-- Dataset excerpts follows --

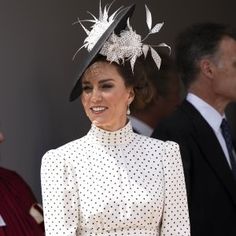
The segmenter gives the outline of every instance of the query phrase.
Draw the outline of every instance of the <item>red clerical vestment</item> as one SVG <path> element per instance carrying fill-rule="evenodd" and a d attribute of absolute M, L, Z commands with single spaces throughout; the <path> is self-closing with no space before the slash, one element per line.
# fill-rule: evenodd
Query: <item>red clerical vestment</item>
<path fill-rule="evenodd" d="M 0 167 L 0 236 L 43 236 L 42 212 L 36 202 L 16 172 Z"/>

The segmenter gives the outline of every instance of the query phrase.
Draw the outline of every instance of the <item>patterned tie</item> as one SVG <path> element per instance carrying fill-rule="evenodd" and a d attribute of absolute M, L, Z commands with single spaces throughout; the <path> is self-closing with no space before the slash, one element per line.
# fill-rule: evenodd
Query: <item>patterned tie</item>
<path fill-rule="evenodd" d="M 226 119 L 222 120 L 220 127 L 221 127 L 221 131 L 222 131 L 222 134 L 223 134 L 223 137 L 225 139 L 225 143 L 228 149 L 231 169 L 232 169 L 234 178 L 236 179 L 236 160 L 233 153 L 234 147 L 233 147 L 232 137 L 230 133 L 230 127 Z"/>

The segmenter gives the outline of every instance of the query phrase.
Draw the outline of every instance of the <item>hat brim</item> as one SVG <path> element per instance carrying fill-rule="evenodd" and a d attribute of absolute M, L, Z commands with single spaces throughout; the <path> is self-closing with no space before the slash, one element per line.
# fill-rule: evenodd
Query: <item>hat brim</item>
<path fill-rule="evenodd" d="M 101 50 L 102 46 L 109 38 L 109 36 L 114 31 L 116 34 L 119 34 L 121 30 L 125 29 L 127 26 L 127 19 L 132 16 L 135 9 L 135 5 L 131 5 L 122 9 L 117 17 L 115 18 L 114 22 L 109 26 L 109 28 L 103 33 L 97 43 L 94 45 L 90 52 L 86 51 L 84 55 L 84 59 L 81 60 L 78 66 L 78 72 L 76 75 L 75 85 L 70 94 L 70 101 L 74 101 L 78 98 L 82 93 L 82 84 L 80 82 L 80 78 L 87 67 L 90 65 L 92 60 L 96 57 L 96 55 Z"/>

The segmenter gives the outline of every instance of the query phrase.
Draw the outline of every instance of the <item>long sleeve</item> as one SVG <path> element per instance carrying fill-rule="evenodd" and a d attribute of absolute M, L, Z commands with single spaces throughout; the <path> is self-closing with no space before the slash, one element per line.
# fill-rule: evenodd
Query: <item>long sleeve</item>
<path fill-rule="evenodd" d="M 161 236 L 189 236 L 190 223 L 183 166 L 178 144 L 166 142 L 163 157 L 165 198 Z"/>
<path fill-rule="evenodd" d="M 41 185 L 46 236 L 76 236 L 79 197 L 75 172 L 57 151 L 42 159 Z"/>

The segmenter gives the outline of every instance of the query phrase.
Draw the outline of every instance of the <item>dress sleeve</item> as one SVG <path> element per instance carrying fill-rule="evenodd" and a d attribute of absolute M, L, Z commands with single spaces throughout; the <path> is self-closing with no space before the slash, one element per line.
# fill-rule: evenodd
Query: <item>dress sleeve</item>
<path fill-rule="evenodd" d="M 58 151 L 43 156 L 41 185 L 46 236 L 76 236 L 79 195 L 75 172 Z"/>
<path fill-rule="evenodd" d="M 165 193 L 161 236 L 189 236 L 187 193 L 179 145 L 165 142 L 163 157 Z"/>

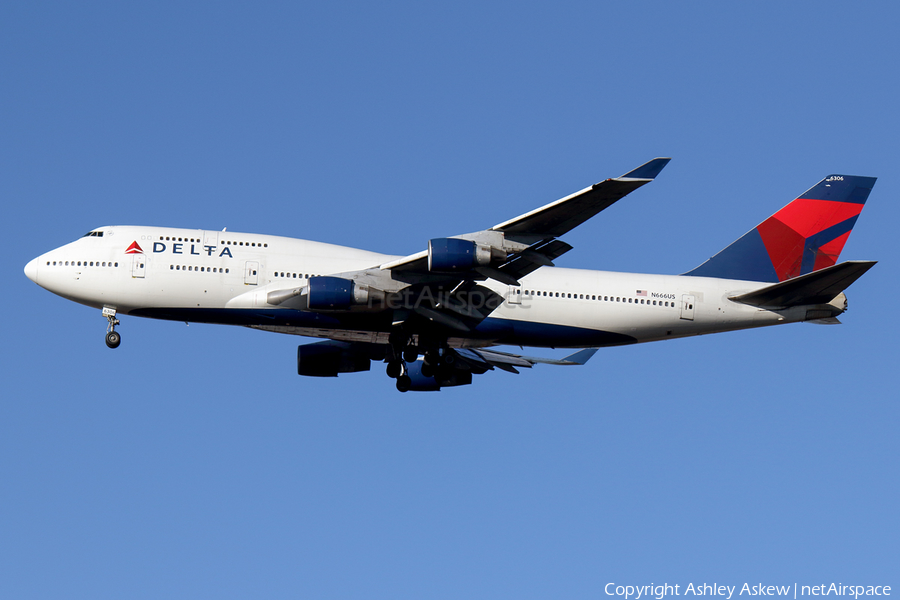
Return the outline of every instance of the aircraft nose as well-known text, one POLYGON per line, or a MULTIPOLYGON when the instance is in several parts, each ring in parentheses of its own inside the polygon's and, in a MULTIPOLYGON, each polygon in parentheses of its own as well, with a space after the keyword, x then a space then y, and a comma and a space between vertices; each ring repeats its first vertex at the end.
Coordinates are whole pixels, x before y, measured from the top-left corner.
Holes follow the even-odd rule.
POLYGON ((38 280, 38 259, 33 258, 27 265, 25 265, 25 276, 33 282, 37 283, 38 280))

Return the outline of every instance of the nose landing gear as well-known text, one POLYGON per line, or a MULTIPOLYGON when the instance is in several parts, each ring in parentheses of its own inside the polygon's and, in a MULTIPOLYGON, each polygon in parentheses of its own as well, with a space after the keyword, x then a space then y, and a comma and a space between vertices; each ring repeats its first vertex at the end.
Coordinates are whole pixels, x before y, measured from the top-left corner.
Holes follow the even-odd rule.
POLYGON ((118 348, 122 343, 122 336, 116 333, 116 325, 119 320, 116 318, 116 309, 103 307, 103 316, 106 317, 108 324, 106 326, 106 345, 110 348, 118 348))

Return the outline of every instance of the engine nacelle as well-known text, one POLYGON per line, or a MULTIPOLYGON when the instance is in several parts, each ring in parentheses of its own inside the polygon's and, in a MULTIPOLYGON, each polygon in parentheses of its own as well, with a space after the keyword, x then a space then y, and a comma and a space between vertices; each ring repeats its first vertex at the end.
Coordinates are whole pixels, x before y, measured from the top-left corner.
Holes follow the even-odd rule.
POLYGON ((342 277, 310 277, 307 284, 306 306, 309 310, 349 310, 384 300, 384 292, 359 285, 342 277))
POLYGON ((442 387, 453 387, 457 385, 469 385, 472 383, 471 371, 452 370, 446 373, 440 373, 434 377, 425 377, 422 375, 422 361, 407 363, 406 374, 409 375, 412 385, 409 390, 411 392, 438 392, 442 387))
POLYGON ((435 238, 428 241, 428 270, 456 273, 491 264, 491 247, 471 240, 435 238))
POLYGON ((351 352, 340 342, 317 342, 297 347, 297 374, 307 377, 337 377, 338 373, 368 371, 368 356, 351 352))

-- Dataset excerpts concluded --

(What you need to do) Repeat the data word for word, excluding any image.

(Answer to this problem)
The segmenter gives the outline of every instance of the query phrase.
Draw the outline of every instance of the <item>red clerical vestment</item> as one SVG <path> element per instance carrying fill-rule="evenodd" and a d attribute of absolute M, L, Z commands with single spaces throughout; the <path> is self-closing with no space before the slash, one element per line.
# fill-rule: evenodd
Query: <item>red clerical vestment</item>
<path fill-rule="evenodd" d="M 0 167 L 0 236 L 43 236 L 42 212 L 36 202 L 16 172 Z"/>

The segmenter gives the outline of every instance of the query phrase.
Draw the outline of every instance of the <item>patterned tie</item> as one SVG <path> element per instance carrying fill-rule="evenodd" and a d attribute of absolute M, L, Z commands with single spaces throughout; the <path> is self-closing with no space before the slash, one element per line.
# fill-rule: evenodd
Query: <item>patterned tie</item>
<path fill-rule="evenodd" d="M 226 119 L 222 120 L 220 127 L 221 127 L 221 131 L 222 131 L 222 134 L 223 134 L 223 137 L 225 139 L 225 143 L 228 149 L 231 169 L 232 169 L 234 178 L 236 179 L 236 160 L 233 153 L 234 147 L 233 147 L 232 137 L 230 133 L 230 127 Z"/>

The segmenter gives the outline of every instance of the query phrase.
Draw the outline of every instance of the <item>hat brim</item> as one SVG <path> element per instance carrying fill-rule="evenodd" and a d attribute of absolute M, L, Z commands with single spaces throughout; the <path> is self-closing with no space before the slash, one element per line.
# fill-rule: evenodd
Query: <item>hat brim</item>
<path fill-rule="evenodd" d="M 101 50 L 102 46 L 109 38 L 109 36 L 114 31 L 116 34 L 119 34 L 121 30 L 125 29 L 127 26 L 127 19 L 132 16 L 135 9 L 135 5 L 131 5 L 122 9 L 117 17 L 115 18 L 114 22 L 109 26 L 109 28 L 103 33 L 97 43 L 94 45 L 90 52 L 86 51 L 84 55 L 84 59 L 81 60 L 78 66 L 78 72 L 76 75 L 75 85 L 70 94 L 70 101 L 74 101 L 78 98 L 82 93 L 82 84 L 80 82 L 80 78 L 87 67 L 90 65 L 92 60 L 96 57 L 96 55 Z"/>

The segmenter gives the outline of every instance of the query phrase.
Draw the outline of every instance of the <item>long sleeve</item> as one SVG <path> element per instance carrying fill-rule="evenodd" and a d attribute of absolute M, L, Z commands with single spaces throughout; the <path> is self-closing with no space before the slash, one element per line.
# fill-rule: evenodd
Query: <item>long sleeve</item>
<path fill-rule="evenodd" d="M 161 236 L 189 236 L 190 223 L 183 166 L 178 144 L 166 142 L 163 157 L 165 198 Z"/>
<path fill-rule="evenodd" d="M 41 185 L 46 236 L 76 236 L 79 197 L 75 172 L 57 151 L 42 159 Z"/>

The segmenter gives the outline of every instance of the query phrase.
Draw the outline of every instance of the <item>dress sleeve</item> as one SVG <path> element per instance carrying fill-rule="evenodd" and a d attribute of absolute M, L, Z commands with single spaces throughout; the <path> is self-closing with no space before the slash, one element per line.
# fill-rule: evenodd
Query: <item>dress sleeve</item>
<path fill-rule="evenodd" d="M 58 151 L 43 156 L 41 185 L 46 236 L 76 236 L 79 195 L 75 172 Z"/>
<path fill-rule="evenodd" d="M 165 193 L 161 236 L 189 236 L 187 193 L 179 145 L 165 142 L 163 157 Z"/>

Return the outline of every instance of the aircraft nose as well-known text, one POLYGON per line, or a MULTIPOLYGON when the instance is in several parts, each ring in parentheses of its own inside the polygon's and, in a MULTIPOLYGON, each polygon in parentheses of its own as well, with a space after the keyword, x then a space then y, and a comma and a space between vertices; each ring repeats its first vertex at the end.
Coordinates are whole pixels, x before y, measured from the top-left corner.
Holes follow the even-odd rule.
POLYGON ((38 280, 38 259, 33 258, 27 265, 25 265, 25 276, 33 282, 37 283, 38 280))

Return the outline of every instance of the nose landing gear as well-known text, one POLYGON per line, or a MULTIPOLYGON when the instance is in several parts, each ring in parentheses of its own inside the polygon's and, in a MULTIPOLYGON, each polygon in parentheses of its own as well, with a space after the keyword, x then a space then y, and a comma and a space between vertices; each ring repeats its first vertex at the end.
Coordinates are whole pixels, x before y, measured from the top-left corner.
Holes follow the even-odd rule.
POLYGON ((118 348, 122 343, 122 336, 116 333, 116 325, 119 320, 116 318, 116 309, 103 307, 103 316, 106 317, 108 324, 106 326, 106 345, 110 348, 118 348))

Return the outline of every instance of the engine nacelle as well-known text, one POLYGON per line, or a MULTIPOLYGON when the instance is in several parts, each ring in parentheses of its own inside the polygon's and, in a MULTIPOLYGON, each polygon in parentheses of its own as well, with a space after the keyword, x then a space then y, and a comma and a space between vertices; each ring repeats its first vertex at the end.
Coordinates are whole pixels, x before y, measured from the top-left corner.
Holes follow the even-odd rule.
POLYGON ((342 277, 310 277, 307 284, 306 306, 309 310, 349 310, 384 300, 384 292, 359 285, 342 277))
POLYGON ((442 387, 453 387, 457 385, 469 385, 472 383, 471 371, 452 370, 446 373, 440 373, 434 377, 425 377, 422 375, 422 361, 407 363, 406 374, 409 375, 412 385, 409 390, 411 392, 438 392, 442 387))
POLYGON ((435 238, 428 241, 428 270, 456 273, 491 264, 491 247, 471 240, 435 238))
POLYGON ((351 352, 340 342, 317 342, 297 347, 297 374, 307 377, 337 377, 338 373, 368 371, 368 356, 351 352))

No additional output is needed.